> [Goal of the exercise]:
Pick out each line in the records below that contains the word "dark", and copy those lines.

****************

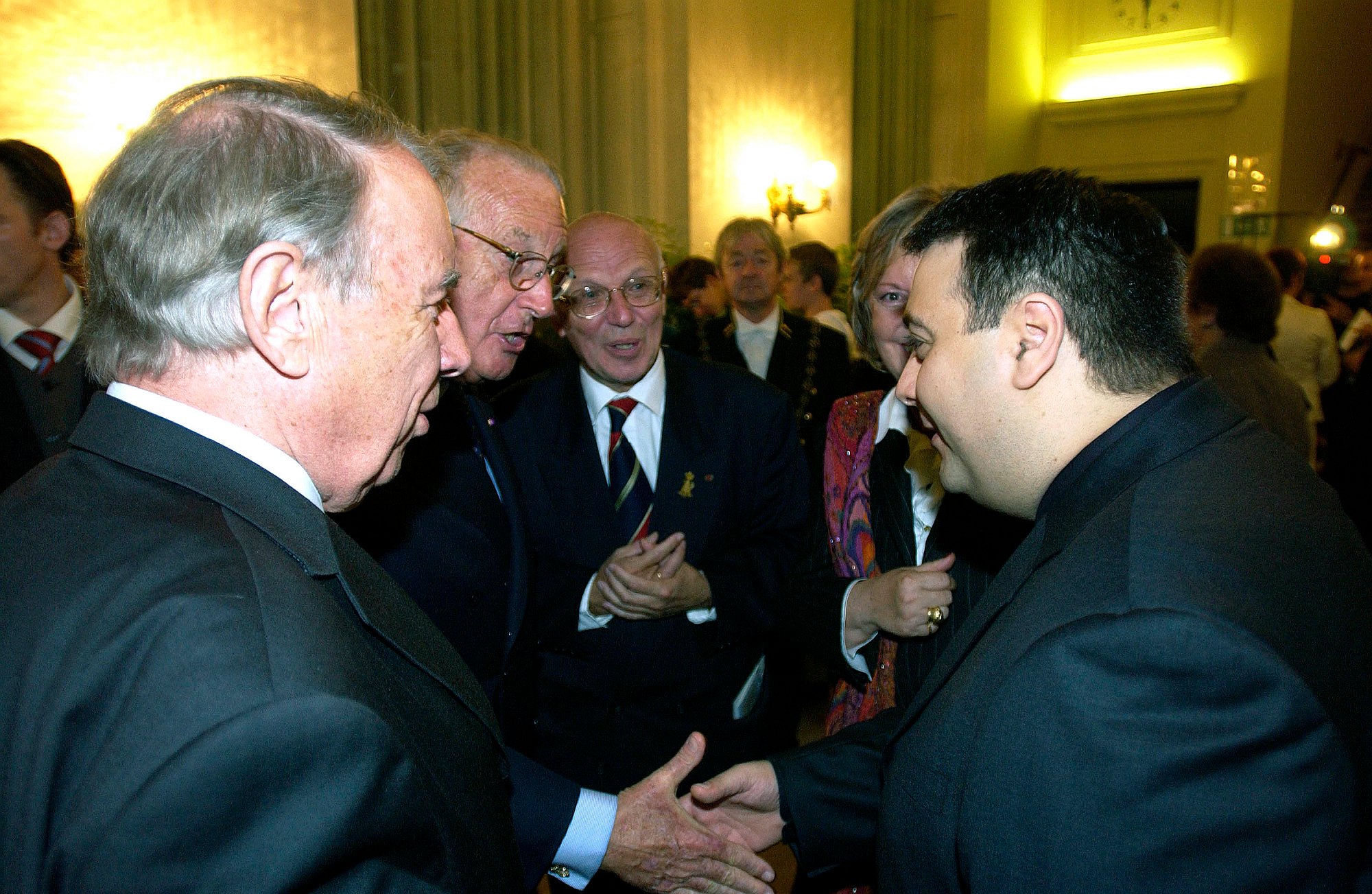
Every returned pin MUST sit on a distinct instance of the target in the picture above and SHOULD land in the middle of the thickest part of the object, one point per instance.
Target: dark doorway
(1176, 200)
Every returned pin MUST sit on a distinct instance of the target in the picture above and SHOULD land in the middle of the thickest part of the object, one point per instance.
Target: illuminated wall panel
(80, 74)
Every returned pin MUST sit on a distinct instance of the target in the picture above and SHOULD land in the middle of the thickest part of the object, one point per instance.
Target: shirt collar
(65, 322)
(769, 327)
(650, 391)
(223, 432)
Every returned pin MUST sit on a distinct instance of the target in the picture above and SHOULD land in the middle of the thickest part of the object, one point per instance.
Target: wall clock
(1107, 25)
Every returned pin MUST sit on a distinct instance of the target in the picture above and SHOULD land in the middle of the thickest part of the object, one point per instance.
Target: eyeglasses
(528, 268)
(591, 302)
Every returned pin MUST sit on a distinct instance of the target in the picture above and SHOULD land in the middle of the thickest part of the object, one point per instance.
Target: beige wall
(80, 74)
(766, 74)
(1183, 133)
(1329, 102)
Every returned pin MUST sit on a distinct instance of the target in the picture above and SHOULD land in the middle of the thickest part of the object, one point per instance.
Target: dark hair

****************

> [Task answer]:
Target: dark doorway
Target: dark hair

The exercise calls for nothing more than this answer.